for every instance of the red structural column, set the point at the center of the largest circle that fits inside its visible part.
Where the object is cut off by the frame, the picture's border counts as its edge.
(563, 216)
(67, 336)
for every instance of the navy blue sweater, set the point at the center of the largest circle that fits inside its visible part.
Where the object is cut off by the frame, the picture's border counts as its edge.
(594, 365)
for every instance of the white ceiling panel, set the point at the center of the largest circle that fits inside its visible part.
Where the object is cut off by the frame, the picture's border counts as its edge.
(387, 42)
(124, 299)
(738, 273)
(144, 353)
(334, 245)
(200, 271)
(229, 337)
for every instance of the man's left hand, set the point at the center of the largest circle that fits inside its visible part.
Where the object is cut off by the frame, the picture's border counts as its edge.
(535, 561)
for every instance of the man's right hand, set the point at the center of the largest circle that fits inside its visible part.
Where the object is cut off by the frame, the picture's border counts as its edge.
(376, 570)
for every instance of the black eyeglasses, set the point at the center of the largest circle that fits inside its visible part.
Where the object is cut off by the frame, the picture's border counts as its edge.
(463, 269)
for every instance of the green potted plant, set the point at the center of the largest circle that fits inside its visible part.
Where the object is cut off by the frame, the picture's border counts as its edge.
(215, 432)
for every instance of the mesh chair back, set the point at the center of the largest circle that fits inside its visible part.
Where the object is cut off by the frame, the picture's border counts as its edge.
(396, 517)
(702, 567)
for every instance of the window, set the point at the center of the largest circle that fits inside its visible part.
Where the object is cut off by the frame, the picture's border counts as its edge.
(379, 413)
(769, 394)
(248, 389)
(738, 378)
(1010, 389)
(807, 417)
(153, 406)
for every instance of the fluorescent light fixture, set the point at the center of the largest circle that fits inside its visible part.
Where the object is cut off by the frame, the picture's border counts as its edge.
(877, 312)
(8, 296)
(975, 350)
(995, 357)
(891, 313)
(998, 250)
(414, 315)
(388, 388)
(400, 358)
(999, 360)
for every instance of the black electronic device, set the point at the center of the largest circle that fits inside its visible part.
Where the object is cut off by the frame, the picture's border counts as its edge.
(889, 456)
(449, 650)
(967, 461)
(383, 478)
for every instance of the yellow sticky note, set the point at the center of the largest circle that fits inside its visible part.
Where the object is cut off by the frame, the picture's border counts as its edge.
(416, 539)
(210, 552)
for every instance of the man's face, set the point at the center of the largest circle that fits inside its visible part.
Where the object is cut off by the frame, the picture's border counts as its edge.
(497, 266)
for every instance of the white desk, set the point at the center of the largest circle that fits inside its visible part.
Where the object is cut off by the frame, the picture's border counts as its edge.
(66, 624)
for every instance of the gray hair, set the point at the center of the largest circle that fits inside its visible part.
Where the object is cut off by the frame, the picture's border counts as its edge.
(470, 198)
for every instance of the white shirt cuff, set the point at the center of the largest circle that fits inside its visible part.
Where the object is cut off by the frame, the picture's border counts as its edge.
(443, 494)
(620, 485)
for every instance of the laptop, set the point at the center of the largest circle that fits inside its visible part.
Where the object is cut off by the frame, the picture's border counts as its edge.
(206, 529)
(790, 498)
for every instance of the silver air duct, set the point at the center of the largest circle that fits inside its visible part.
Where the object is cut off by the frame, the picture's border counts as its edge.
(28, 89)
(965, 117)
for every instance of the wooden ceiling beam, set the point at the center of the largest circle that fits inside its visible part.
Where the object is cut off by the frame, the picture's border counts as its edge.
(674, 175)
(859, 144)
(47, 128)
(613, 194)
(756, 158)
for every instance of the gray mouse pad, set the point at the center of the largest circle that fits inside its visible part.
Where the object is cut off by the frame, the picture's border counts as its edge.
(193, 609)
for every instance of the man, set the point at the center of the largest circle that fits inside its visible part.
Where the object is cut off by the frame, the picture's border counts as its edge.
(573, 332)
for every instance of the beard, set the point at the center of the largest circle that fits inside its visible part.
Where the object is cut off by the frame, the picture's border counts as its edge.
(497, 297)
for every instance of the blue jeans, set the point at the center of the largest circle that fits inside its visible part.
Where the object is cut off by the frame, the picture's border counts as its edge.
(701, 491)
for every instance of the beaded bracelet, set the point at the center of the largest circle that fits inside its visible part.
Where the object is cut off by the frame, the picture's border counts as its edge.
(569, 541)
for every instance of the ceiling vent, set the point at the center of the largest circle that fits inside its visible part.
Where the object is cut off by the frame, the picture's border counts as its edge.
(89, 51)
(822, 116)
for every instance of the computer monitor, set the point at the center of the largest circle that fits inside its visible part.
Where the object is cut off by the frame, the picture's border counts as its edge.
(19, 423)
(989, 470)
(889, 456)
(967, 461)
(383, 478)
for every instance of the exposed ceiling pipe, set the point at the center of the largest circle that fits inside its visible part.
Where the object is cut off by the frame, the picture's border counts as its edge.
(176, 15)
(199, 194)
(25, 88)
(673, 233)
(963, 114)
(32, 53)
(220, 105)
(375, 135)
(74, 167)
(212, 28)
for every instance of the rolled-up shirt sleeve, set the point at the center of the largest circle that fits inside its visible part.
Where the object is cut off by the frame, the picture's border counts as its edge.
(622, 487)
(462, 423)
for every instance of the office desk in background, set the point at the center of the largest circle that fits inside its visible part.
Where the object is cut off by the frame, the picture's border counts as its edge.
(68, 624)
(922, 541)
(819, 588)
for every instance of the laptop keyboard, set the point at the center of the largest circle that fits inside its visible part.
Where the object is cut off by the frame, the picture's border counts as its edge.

==

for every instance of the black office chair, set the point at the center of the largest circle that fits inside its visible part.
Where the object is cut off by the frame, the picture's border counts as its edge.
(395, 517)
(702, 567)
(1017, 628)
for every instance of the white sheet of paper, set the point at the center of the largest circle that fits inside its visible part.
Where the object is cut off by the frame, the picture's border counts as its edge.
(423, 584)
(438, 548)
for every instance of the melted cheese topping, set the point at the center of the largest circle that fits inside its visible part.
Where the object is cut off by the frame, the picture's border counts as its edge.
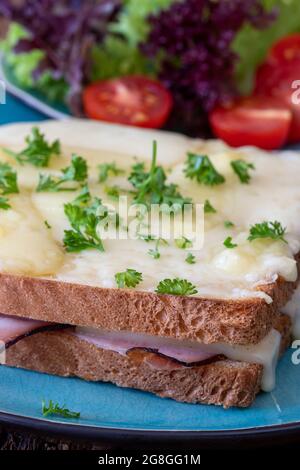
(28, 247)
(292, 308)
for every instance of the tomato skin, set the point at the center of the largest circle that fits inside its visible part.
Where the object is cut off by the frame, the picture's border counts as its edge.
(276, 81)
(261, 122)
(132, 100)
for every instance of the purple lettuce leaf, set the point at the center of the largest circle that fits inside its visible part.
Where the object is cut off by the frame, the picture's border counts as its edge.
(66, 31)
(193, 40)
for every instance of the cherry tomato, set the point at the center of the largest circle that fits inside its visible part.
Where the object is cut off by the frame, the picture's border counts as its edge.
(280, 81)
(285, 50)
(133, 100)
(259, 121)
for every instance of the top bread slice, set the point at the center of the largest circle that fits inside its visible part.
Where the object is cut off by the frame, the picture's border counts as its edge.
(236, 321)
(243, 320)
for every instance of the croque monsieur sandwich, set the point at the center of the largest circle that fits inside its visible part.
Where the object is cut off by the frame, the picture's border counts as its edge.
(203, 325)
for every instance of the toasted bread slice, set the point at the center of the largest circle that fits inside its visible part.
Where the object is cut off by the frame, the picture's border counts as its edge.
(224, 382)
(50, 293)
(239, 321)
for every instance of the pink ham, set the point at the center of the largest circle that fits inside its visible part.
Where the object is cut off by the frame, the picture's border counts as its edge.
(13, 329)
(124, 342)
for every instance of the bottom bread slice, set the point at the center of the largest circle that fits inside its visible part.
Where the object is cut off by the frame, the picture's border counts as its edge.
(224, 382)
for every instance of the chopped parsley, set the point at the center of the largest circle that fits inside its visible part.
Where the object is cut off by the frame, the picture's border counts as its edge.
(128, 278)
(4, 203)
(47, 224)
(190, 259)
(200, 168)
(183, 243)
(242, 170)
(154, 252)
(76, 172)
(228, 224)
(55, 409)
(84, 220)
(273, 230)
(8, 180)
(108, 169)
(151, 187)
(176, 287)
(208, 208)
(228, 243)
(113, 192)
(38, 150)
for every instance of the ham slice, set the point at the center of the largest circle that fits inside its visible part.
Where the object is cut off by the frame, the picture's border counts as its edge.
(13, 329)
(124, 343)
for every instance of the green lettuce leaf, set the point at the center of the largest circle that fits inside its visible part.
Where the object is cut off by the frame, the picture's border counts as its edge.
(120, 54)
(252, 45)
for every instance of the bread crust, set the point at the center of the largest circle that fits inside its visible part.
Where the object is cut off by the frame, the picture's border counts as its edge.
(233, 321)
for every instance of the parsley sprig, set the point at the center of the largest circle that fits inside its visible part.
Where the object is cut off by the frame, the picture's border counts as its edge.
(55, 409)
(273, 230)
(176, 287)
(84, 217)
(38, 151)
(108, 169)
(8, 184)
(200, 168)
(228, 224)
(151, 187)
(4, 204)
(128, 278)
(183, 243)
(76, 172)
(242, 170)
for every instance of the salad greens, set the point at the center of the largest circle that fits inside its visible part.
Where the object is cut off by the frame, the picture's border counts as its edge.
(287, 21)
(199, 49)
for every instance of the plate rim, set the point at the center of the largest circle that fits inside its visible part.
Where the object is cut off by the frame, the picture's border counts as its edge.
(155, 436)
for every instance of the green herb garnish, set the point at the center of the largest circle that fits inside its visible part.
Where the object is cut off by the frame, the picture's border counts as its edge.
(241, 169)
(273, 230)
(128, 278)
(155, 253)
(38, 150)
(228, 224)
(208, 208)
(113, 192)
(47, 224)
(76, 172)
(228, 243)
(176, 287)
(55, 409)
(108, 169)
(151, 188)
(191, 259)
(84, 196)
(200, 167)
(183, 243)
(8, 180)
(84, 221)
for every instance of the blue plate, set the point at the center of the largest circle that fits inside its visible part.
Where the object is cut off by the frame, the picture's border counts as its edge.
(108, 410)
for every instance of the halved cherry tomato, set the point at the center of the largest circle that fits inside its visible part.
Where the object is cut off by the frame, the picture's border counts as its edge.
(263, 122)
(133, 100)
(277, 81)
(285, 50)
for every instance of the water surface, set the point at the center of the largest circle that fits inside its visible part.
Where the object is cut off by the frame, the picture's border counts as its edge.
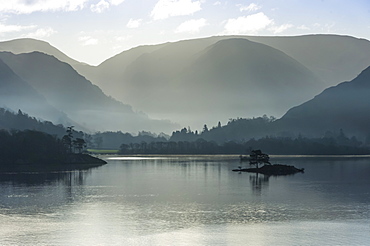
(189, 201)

---

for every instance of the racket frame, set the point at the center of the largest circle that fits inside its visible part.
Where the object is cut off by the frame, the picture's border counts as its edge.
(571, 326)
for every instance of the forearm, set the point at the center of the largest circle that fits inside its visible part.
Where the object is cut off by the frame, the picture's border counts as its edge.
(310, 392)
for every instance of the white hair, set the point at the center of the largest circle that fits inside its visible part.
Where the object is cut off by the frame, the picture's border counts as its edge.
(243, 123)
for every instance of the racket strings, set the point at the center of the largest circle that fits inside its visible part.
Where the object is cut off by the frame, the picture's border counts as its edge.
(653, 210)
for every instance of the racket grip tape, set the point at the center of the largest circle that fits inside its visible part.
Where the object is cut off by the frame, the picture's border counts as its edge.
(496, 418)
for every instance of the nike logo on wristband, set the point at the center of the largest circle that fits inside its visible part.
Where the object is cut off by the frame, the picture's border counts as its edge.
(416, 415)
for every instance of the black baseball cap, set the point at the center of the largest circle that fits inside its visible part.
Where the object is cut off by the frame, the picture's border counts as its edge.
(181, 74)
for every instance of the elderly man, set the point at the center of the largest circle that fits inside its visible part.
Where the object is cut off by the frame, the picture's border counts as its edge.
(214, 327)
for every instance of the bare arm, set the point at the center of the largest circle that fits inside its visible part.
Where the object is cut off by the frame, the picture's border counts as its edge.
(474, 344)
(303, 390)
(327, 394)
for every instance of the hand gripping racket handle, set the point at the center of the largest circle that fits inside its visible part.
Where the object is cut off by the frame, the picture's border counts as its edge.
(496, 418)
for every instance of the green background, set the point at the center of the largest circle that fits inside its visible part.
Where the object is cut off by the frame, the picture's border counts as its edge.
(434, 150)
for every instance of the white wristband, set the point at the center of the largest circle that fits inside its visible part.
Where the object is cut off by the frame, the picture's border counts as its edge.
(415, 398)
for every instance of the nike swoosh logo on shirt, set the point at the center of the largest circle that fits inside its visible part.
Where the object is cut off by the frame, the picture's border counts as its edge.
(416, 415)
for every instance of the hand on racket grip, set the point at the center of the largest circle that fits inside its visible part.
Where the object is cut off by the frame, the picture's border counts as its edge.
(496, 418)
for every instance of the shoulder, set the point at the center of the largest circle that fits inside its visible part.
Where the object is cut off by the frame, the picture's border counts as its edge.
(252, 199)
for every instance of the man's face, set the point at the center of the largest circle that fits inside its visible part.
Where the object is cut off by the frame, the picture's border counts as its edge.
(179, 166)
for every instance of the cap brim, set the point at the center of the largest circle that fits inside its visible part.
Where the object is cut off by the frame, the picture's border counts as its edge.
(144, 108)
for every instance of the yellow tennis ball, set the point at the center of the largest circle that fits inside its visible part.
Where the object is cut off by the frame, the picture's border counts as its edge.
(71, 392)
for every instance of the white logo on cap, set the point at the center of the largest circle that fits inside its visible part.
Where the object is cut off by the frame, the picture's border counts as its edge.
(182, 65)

Goal of the exercise: Going through the records above, count the lines that hold the string "yellow" and give only the total.

Written response: 2